■ Directive ■
Reproduce the listing below, changing "pixel units" to "pixels" and leaving everything else as it is.

■ Material shown ■
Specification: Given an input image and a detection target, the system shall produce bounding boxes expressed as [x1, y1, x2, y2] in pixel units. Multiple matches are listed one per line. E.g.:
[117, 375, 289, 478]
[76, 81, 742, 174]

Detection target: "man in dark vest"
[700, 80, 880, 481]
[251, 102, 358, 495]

■ Result ■
Specification: Given an input image and a detection target, the system shall produce bounding boxes expressed as [x1, y1, x2, y2] in pixels. Multiple matches are listed one per line. E.g.:
[117, 375, 289, 478]
[76, 81, 742, 174]

Detection target: "man in dark vest"
[700, 80, 880, 481]
[251, 102, 358, 495]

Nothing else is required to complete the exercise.